> _DATA FOR THIS TASK_:
───

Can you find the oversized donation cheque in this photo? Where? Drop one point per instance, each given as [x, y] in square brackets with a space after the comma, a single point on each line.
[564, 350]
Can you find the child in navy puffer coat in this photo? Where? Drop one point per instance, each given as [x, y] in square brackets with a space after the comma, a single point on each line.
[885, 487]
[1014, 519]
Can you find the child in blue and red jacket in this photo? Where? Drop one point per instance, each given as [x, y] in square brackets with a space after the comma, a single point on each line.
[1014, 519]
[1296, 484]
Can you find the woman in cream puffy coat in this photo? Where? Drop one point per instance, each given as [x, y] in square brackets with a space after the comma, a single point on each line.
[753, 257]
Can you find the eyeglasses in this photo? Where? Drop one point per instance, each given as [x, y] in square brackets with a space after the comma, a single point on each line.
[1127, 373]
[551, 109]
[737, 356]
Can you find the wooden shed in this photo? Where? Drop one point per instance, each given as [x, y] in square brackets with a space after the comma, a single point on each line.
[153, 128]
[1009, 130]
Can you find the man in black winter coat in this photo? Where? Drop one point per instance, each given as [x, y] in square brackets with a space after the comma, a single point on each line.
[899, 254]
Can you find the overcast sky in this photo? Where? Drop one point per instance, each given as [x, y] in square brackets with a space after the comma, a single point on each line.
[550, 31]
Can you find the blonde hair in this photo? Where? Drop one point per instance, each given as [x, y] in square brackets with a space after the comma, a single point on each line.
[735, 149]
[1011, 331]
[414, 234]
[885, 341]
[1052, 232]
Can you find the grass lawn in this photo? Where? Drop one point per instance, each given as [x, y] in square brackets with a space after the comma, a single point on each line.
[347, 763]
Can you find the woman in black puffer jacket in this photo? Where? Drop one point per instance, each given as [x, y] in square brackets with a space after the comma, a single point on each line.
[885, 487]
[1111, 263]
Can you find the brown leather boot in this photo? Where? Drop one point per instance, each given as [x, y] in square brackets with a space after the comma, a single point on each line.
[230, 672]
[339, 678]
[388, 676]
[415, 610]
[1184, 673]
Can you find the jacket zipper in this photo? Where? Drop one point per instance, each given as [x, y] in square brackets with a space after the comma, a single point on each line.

───

> _GIVEN REQUEST_: Please convert the items, starting at the first one and ending at the line containing "[1052, 232]", into a two-column CSV with the headers item_text and answer. Give one row per item, put each value in a single quoted field, and replace line breaks with spaces.

> _SOLUTION_:
item_text,answer
"Can you find the oversized donation cheque in this photo? Where? Drop one point per instance, each given as [x, y] in square brackets with a space after the comma, a single point on each line.","[564, 350]"
"Can you find the child in navy puffer coat in this photo? Where? Drop one point per instance, each given as [x, y] in square brackets with a space after the comma, a single point on each line.","[885, 487] [1014, 519]"
"Can you find the child in blue and red jacket in this photo? Where? Drop one point per instance, each given as [x, y] in square brackets with a space after the comma, a single point on each line.","[1014, 519] [1296, 484]"
"Can you find the woman in cream puffy coat in this photo? Where? Drop one point per instance, each given as [x, y] in square brackets with a space after the comma, a single point on each line.","[753, 257]"
"Can you find the eyeglasses in this photo? Where? Drop one point per instance, each given as [x, y] in square brackets with a space after the comma, a single point on each line.","[1127, 373] [551, 109] [737, 356]"
"Can you find the wooden shed in this photo? Where? Drop one point per instance, each given as [x, y] in square brackets with a space after the comma, a single point on each line.","[153, 128] [1009, 130]"
"Can you find the man in black winter coat in this photo? Where? Drop one point per instance, each given as [x, y] in square brackets with a space after the comma, a single point on each line.","[899, 254]"
"Can you find the overcast sky in this photo? Where? Drop one point per instance, each given as [x, y] in square brackets with a space after the comma, a single point on each line.","[550, 31]"
"Can you find the blonde hair in this photo? Where? Drop one point per instance, each given as [x, y] in square brackets with a space after the comma, a single point on each line.","[735, 149] [1011, 331] [414, 234] [885, 341] [1052, 232]"